**Exercise directions**: Please output the line that contains "<point>96,632</point>" and all later lines of the material, exactly, through the end.

**Recorded information**:
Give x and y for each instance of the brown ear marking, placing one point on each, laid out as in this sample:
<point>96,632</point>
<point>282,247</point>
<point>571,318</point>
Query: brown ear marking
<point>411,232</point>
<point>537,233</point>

**Expected answer**:
<point>96,632</point>
<point>282,247</point>
<point>571,318</point>
Query: brown ear marking
<point>411,232</point>
<point>537,233</point>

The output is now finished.